Write out the smear microscopy study text below word for word, from "To evaluate the" to "Prospective Observational Study.".

→ Given passage
#####
Ajoy Samuel Mammena, Kasi Ma, A Sundararajaperumala, D Ranganathana
a. Department of Thoracic Medicine, Madras Medical College

ABSTRACT

Background: Direct smear microscopy is one of the most reliable diagnostic methods for Pulmonary tuberculosis. The standard protocol involves 3 patient visits till he collects the result. Drop-out rates during this process are as high as 37%, due to multiple patient visits. Operational research is now focused on reducing the burden of smear microscopy without compromising its effectiveness as a case finding strategy. The diagnostic process could be made much more efficient and convenient for patients if it could be completed in a single day by examining 2 sputum specimens on the same day. Public health point of view also it would create a major impact, as it would help in curtailing transmission of the disease by earlier diagnosis.

Materials and Methods: All 1050 patients were clinically examined and then subjected to chest skiagram, complete blood count, renal and liver function tests, Mantoux and ictc on the first day. The patients were advised to give good quality spot sputum of about 5ml, which will be divided into 2 equal parts. One was subjected to concentration and stained by Ziehl Nielson technique. The other part was smeared as per the regular RNTCP technique. Then after 1 hour another sample of 2-3 ml was again concentrated and smeared. The next day 2nd early morning sample was smeared under the RNTCP technique.

Results: There were 5 initial defaulters in the study. Out of them one was sputum positive.2 HIV cases were present in the study. In them the detection rate was high in concentration method. There were 1050 smears done by RNTCP method and 1050 smears done by concentration technique that is a total of 2100 smears were analysed. Sample A – RNTCP 1st sample vs 1st spot concentrated sample. Sample B – RNTCP home sample vs 2nd spot concentrated sample. With regard to sample A, the proportion of positives detected by concentration method (27.4%) was significantly higher (mc nemar’s test: p value= 0.0003) than that detected by the conventional method (24.1%). With regard to sample B, the proportion of positives detected by both methods were not significantly different (mc nemar’s test: p value=0.06).

INTRODUCTION

Direct smear microscopy is one of the most reliable diagnostic methods for Pulmonary tuberculosis. The standard protocol involves 3 patient visits till he collects the result. Drop-out rates during this process are as high as 37%, due to multiple patient visits. Operational research is now focused on reducing the burden of smear microscopy without compromising its effectiveness as a case finding strategy. The diagnostic process could be made much more efficient and convenient for patients if it could be completed in a single day by examining 2 sputum specimens on the same day. Public health point of view also it would create a major impact, as it would help in curtailing transmission of the disease by earlier diagnosis.

AIM & OBJECTIVES

To evaluate the performance of 2 concentrated AFB smears obtained on a single day against 2 direct smears obtained over 2 days, in the diagnosis of Pulmonary Tuberculosis.

MATERIALS AND METHODS

  1. Study design   : Prospective Observational Study.
#####
→ Input data

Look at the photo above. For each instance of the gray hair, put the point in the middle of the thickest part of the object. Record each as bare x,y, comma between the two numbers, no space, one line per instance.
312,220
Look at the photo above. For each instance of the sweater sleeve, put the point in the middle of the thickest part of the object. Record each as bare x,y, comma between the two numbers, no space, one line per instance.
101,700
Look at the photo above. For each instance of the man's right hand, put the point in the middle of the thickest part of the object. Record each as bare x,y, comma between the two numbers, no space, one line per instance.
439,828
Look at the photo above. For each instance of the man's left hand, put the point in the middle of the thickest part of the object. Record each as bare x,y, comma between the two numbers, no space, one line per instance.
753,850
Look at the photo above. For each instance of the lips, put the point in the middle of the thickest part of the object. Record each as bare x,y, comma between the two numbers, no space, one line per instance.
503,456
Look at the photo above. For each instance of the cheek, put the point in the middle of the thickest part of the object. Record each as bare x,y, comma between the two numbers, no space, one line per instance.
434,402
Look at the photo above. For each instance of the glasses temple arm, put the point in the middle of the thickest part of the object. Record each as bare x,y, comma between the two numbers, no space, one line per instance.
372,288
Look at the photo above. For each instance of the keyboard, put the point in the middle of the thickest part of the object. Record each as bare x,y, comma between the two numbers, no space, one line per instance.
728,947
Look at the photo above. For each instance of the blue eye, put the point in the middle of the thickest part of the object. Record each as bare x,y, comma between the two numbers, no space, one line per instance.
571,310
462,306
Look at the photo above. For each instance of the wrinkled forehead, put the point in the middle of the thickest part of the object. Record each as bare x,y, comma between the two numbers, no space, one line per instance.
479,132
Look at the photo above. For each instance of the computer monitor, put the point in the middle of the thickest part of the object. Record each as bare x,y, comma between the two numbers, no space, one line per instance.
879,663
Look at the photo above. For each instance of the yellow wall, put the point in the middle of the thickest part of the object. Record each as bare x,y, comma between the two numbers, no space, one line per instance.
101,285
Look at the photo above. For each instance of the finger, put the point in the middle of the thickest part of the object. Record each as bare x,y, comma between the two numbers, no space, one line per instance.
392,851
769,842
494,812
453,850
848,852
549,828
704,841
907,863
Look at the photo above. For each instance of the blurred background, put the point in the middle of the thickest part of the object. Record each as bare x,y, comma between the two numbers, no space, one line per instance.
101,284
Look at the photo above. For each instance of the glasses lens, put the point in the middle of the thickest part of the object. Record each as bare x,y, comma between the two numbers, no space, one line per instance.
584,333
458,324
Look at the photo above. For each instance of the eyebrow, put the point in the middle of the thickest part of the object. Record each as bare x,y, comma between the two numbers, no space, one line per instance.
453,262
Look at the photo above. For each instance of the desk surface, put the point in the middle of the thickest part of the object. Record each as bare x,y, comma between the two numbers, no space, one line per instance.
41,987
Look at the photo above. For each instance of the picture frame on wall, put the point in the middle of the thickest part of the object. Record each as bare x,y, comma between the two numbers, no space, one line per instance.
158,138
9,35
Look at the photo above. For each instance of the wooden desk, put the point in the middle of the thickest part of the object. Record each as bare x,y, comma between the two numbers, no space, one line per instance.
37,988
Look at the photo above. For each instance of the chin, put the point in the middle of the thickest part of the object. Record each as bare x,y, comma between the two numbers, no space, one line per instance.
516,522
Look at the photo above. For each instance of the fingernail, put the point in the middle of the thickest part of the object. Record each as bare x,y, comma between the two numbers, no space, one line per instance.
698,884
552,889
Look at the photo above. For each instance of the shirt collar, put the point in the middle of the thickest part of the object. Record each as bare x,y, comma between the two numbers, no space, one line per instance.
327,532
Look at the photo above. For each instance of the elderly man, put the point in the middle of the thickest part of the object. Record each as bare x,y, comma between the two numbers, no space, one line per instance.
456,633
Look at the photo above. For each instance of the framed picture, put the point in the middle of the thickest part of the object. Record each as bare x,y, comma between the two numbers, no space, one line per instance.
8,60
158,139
#####
→ Written answer
To evaluate the performance of 2 concentrated AFB smears obtained on a single day against 2 direct smears obtained over 2 days, in the diagnosis of Pulmonary Tuberculosis.

MATERIALS AND METHODS

  1. Study design   : Prospective Observational Study.